:: OBIETTIVO 1 ::
Nelle voci, partendo dalla riga che contiene "Above you see an image. Your job: find the lamp" e terminando con quella che contiene "258,152 -> 317,232", estremi inclusi, sostituisci "transom window" con "fanlight window" senza toccare nient'altro. Restituisci soltanto queste righe.

:: DOCUMENTO SORGENTE ::
──────────────────────────────

Non c’è animosità, nelle dichiarazioni di McSorley?
«No, perché dovrebbe essercene? La mia famiglia e io avremo Lugano nel cuore per sempre. Siamo stati accolti benissimo, tutti. Sono arrivato con una stretta di mano e me ne voglio andare con una stretta di mano. E faccio sinceramente i miei migliori auguri di successo a Luca Gianinazzi. Si tratta di una buona scelta: sono convinto che avrà una lunga carriera di allenatore in National League. Ci tengo inoltre a ringraziare di cuore Hnat Domenichelli: è stato sempre corretto con me, dal primo all’ultimo giorno. Il Lugano è fortunato ad avere un direttore sportivo come lui: ve lo dice uno che è in questo business da 30 anni. Sono certo che prima o poi il Lugano troverà la formula magica per tornare a vincere, ma purtroppo non lo farà con me».

L'esonero? È una decisione che rispetto, perché la dirigenza l’ha presa nell’interesse del club e non contro McSorley

Con quale spirito ha accolto la notizia dell’esonero?
«È una decisione che rispetto, perché la dirigenza l’ha presa nell’interesse del club e non contro McSorley. Le cose non stavano andando bene. Ma anche in questi giorni difficili non ho avuto il minimo screzio con il management bianconero: tutto è stato fatto con la massima trasparenza. La dirigenza era stata chiara: voleva una buona partenza in campionato e non siamo stati in grado di garantirla. Quando ho visto gli incredibili alti e bassi tra una partita e l’altra, ho capito che sarebbe stato complicato trovare la giusta costanza di rendimento. Era un compito che spettava a tutta la squadra, ma in questo business è lo staff tecnico a pagare. Noi ci abbiamo provato con tutte le nostre forze, non abbiamo mai lesinato gli sforzi. Mai».

──────────────────────────────

Voci di coordinate annotate:
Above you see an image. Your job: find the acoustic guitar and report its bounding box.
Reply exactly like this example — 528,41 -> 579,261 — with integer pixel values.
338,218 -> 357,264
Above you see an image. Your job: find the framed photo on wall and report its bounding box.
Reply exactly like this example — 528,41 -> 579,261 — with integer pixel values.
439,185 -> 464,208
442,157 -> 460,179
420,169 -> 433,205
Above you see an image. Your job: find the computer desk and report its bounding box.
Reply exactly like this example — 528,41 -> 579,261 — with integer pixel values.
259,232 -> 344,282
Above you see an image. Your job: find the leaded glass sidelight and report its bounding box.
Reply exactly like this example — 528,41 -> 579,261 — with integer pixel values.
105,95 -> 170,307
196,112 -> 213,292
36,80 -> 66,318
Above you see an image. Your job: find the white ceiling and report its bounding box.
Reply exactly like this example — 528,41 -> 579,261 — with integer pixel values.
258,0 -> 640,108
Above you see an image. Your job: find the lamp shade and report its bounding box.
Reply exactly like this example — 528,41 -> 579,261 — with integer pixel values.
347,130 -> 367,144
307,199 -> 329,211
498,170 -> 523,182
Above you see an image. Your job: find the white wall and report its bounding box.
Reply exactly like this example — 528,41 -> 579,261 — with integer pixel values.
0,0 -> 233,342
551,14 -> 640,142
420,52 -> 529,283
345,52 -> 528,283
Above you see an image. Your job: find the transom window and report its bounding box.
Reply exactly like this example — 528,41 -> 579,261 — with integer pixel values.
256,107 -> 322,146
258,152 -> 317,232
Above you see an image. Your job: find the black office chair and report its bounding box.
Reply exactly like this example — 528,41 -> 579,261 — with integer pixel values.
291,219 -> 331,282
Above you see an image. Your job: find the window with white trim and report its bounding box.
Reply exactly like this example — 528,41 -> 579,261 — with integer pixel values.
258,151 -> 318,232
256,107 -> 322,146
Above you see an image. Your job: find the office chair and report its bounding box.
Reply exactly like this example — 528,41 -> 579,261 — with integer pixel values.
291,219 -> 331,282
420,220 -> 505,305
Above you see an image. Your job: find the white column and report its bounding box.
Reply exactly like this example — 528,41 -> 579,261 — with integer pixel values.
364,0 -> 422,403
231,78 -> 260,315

──────────────────────────────

:: OBIETTIVO 2 ::
Copia senza alcuna modifica l'intera intervista a McSorley sull'esonero dal Lugano.

:: RISULTATO ESERCIZIO 1 ::
Above you see an image. Your job: find the lamp shade and report its bounding box.
Reply exactly like this example — 528,41 -> 579,261 — with integer pixel values.
347,130 -> 367,144
307,199 -> 329,211
498,170 -> 523,182
Above you see an image. Your job: find the white wall and report its bounding box.
Reply exactly like this example — 528,41 -> 579,261 — with integer pixel values.
0,0 -> 233,342
551,14 -> 640,142
420,52 -> 529,283
345,52 -> 528,283
Above you see an image. Your job: find the fanlight window and report its bounding box.
Reply exactly like this example — 528,41 -> 579,261 — with integer pixel values.
256,107 -> 322,146
258,152 -> 317,232

:: RISULTATO ESERCIZIO 2 ::
Non c’è animosità, nelle dichiarazioni di McSorley?
«No, perché dovrebbe essercene? La mia famiglia e io avremo Lugano nel cuore per sempre. Siamo stati accolti benissimo, tutti. Sono arrivato con una stretta di mano e me ne voglio andare con una stretta di mano. E faccio sinceramente i miei migliori auguri di successo a Luca Gianinazzi. Si tratta di una buona scelta: sono convinto che avrà una lunga carriera di allenatore in National League. Ci tengo inoltre a ringraziare di cuore Hnat Domenichelli: è stato sempre corretto con me, dal primo all’ultimo giorno. Il Lugano è fortunato ad avere un direttore sportivo come lui: ve lo dice uno che è in questo business da 30 anni. Sono certo che prima o poi il Lugano troverà la formula magica per tornare a vincere, ma purtroppo non lo farà con me».

L'esonero? È una decisione che rispetto, perché la dirigenza l’ha presa nell’interesse del club e non contro McSorley

Con quale spirito ha accolto la notizia dell’esonero?
«È una decisione che rispetto, perché la dirigenza l’ha presa nell’interesse del club e non contro McSorley. Le cose non stavano andando bene. Ma anche in questi giorni difficili non ho avuto il minimo screzio con il management bianconero: tutto è stato fatto con la massima trasparenza. La dirigenza era stata chiara: voleva una buona partenza in campionato e non siamo stati in grado di garantirla. Quando ho visto gli incredibili alti e bassi tra una partita e l’altra, ho capito che sarebbe stato complicato trovare la giusta costanza di rendimento. Era un compito che spettava a tutta la squadra, ma in questo business è lo staff tecnico a pagare. Noi ci abbiamo provato con tutte le nostre forze, non abbiamo mai lesinato gli sforzi. Mai».